[Image-grounded pointing data]

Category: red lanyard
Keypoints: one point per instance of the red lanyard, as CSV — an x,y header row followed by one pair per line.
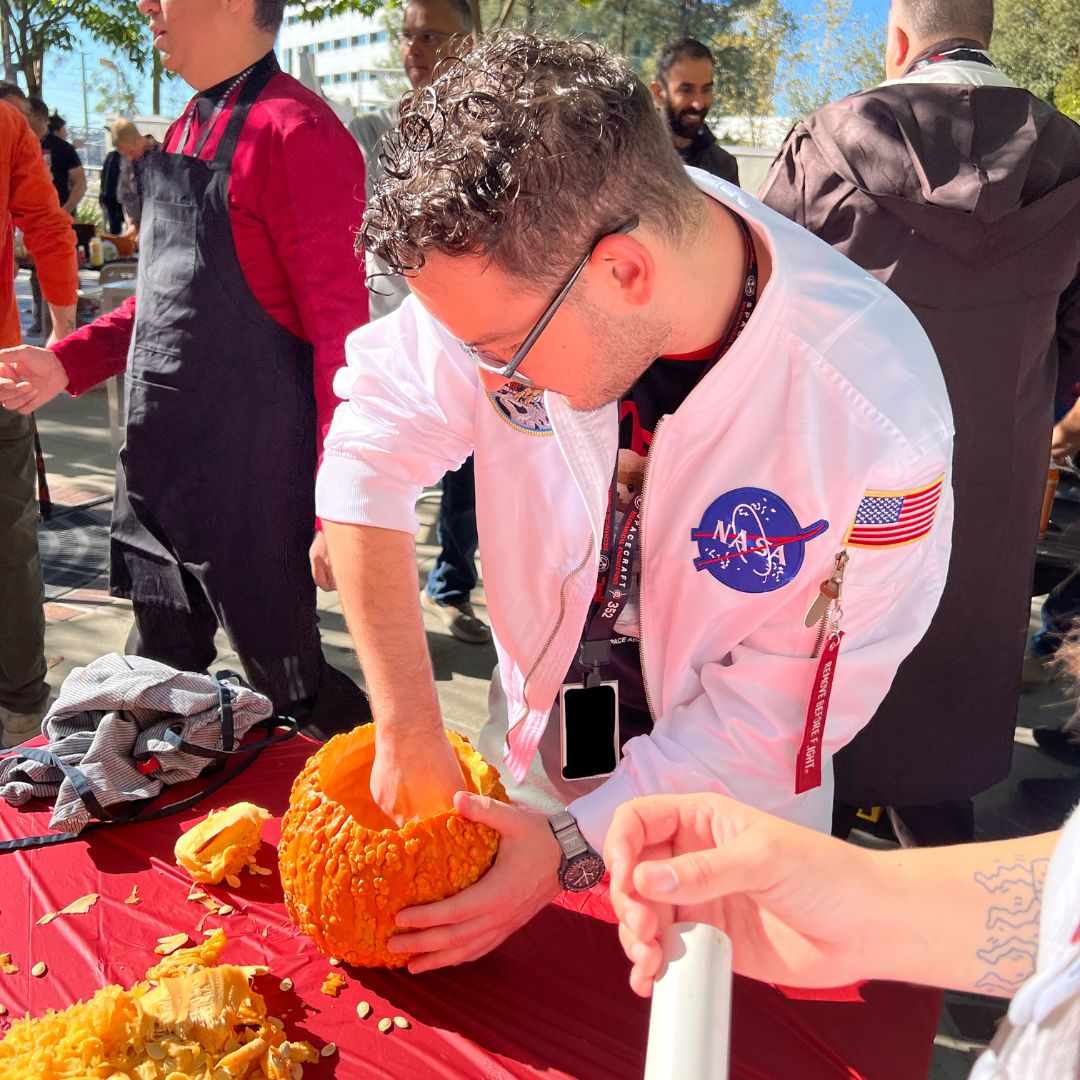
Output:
x,y
617,561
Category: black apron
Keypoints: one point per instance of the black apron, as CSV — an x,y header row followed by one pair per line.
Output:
x,y
216,480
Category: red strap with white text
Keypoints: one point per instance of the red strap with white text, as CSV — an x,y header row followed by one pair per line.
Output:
x,y
808,764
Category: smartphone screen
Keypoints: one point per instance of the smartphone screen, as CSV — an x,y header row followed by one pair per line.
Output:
x,y
590,721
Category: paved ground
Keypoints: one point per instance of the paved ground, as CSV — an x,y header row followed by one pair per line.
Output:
x,y
83,622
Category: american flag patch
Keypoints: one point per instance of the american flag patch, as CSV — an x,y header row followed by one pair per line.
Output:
x,y
893,518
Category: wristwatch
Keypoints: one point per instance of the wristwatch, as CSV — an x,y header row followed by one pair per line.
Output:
x,y
581,866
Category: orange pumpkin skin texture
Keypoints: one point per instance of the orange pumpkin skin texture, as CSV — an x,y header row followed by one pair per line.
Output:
x,y
347,869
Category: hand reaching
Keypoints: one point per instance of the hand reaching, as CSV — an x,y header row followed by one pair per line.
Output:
x,y
29,377
796,904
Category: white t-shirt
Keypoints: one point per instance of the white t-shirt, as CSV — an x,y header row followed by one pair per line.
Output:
x,y
1040,1039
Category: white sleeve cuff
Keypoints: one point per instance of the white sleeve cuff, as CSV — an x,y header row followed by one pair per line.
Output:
x,y
348,489
594,811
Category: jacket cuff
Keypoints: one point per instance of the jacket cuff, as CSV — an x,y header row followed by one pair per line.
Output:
x,y
351,491
594,811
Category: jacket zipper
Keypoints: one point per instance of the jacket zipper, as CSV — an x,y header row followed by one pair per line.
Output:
x,y
827,603
640,596
554,631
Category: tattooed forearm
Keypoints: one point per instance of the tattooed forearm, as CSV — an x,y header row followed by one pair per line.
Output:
x,y
1012,922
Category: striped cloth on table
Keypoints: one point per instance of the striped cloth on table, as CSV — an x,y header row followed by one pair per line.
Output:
x,y
111,714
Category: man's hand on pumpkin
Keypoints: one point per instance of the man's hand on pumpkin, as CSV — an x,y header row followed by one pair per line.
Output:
x,y
522,881
415,773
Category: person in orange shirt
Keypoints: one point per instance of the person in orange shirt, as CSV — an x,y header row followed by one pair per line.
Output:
x,y
27,200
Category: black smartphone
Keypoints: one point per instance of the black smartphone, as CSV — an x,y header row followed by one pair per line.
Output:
x,y
589,718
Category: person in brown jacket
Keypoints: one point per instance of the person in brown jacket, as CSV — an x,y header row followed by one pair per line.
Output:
x,y
28,201
961,192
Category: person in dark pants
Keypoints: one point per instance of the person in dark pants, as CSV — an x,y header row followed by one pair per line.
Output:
x,y
430,26
28,199
231,345
683,91
960,191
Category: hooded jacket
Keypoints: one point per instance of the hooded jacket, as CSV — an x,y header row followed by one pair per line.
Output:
x,y
961,192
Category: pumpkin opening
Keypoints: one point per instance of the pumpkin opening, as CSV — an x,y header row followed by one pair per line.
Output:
x,y
345,774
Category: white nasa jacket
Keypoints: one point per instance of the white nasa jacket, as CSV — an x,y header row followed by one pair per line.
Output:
x,y
831,392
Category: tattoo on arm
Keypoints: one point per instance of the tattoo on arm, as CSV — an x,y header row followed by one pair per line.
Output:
x,y
1012,923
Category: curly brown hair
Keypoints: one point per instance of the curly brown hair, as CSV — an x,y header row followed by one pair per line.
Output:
x,y
524,150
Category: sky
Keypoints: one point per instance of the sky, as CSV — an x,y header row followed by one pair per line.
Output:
x,y
63,75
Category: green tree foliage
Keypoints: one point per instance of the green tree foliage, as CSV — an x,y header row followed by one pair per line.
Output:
x,y
1067,92
837,53
1036,42
30,27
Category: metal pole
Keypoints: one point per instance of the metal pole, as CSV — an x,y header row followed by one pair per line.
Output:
x,y
85,105
690,1022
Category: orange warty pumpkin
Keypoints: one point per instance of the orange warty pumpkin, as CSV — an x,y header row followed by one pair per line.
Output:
x,y
347,871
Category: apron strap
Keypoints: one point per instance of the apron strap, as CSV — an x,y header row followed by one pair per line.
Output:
x,y
250,91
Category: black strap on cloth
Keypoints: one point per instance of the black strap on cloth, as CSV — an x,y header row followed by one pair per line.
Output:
x,y
971,55
137,810
613,585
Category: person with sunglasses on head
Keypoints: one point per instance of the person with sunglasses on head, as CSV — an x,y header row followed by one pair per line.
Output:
x,y
430,29
712,530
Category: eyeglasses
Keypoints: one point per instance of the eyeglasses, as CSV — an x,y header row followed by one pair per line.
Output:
x,y
426,38
507,369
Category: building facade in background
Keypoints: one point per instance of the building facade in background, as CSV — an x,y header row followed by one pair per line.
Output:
x,y
350,57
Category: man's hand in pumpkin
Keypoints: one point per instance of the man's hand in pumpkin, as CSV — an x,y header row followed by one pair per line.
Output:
x,y
522,881
415,772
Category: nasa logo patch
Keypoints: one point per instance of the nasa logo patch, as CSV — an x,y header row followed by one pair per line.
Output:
x,y
750,540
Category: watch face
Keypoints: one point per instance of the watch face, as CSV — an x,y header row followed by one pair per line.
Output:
x,y
583,873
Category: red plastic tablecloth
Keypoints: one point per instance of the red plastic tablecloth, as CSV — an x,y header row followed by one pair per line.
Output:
x,y
552,1001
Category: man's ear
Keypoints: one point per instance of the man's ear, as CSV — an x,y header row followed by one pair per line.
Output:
x,y
899,49
628,269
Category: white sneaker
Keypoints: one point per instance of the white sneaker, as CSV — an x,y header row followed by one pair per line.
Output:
x,y
18,727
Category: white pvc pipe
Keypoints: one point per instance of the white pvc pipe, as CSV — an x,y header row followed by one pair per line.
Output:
x,y
690,1023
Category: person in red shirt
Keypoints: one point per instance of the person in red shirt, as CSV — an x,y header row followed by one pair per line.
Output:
x,y
247,287
27,200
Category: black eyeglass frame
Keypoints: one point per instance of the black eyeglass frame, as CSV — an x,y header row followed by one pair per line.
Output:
x,y
495,365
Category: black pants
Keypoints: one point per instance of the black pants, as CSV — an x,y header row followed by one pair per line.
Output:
x,y
921,826
295,675
23,686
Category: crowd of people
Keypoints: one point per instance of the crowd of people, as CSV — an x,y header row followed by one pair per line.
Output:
x,y
756,482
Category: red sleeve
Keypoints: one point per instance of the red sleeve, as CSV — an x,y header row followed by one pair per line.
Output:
x,y
36,210
97,351
315,202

:: WHAT IS EXPECTED ::
Of the lines above, output exactly those from the line bearing "Keypoints: one point per instance of the metal" through the line bearing "Category: watch face", inclusive.

:: WRITTEN ANSWER ::
Keypoints: one point per instance of the metal pole, as CSV — an x,y header row followed by one pair per line.
Output:
x,y
85,105
690,1022
Category: orange warty pumpkin
Keypoints: one point per instance of the orange warty pumpkin, as CSV — an x,y header row followed by one pair per line.
Output:
x,y
347,871
Category: apron strap
Keypoints: one point per instance of the apron strap, as CSV — an x,y header row followed by one pair per line.
Output:
x,y
250,91
Category: black strap on cloth
Keypoints: one point per instance of the black strap on cloth, as CSV — an x,y header row followed by one pair per line.
Output:
x,y
971,55
137,810
613,585
Category: person with sunglasses on head
Keypoints: one point per instance of the person with sunglasses on head, as CSV — an x,y header row followed by one pair per line.
Output:
x,y
430,29
712,530
Category: eyeglasses
Keypoints: one point per instance of the eyeglasses, as CSV — an x,y header row followed by one pair per line.
Output:
x,y
426,38
507,369
Category: building facade in background
Keypoints: one point per instance of the building facade in background, as CSV — an x,y header row followed by one pair per line.
Output:
x,y
350,57
Category: man's hand in pumpkin
Keypoints: one point per instance of the man's hand in pumpkin, as CSV — an x,y header row followed by one pair per line.
Output:
x,y
522,881
415,772
Category: nasa logo patch
Keypoints: one point per instance of the nasa logo patch, as CSV — an x,y header row followed by one pair per line.
Output:
x,y
750,540
Category: watch face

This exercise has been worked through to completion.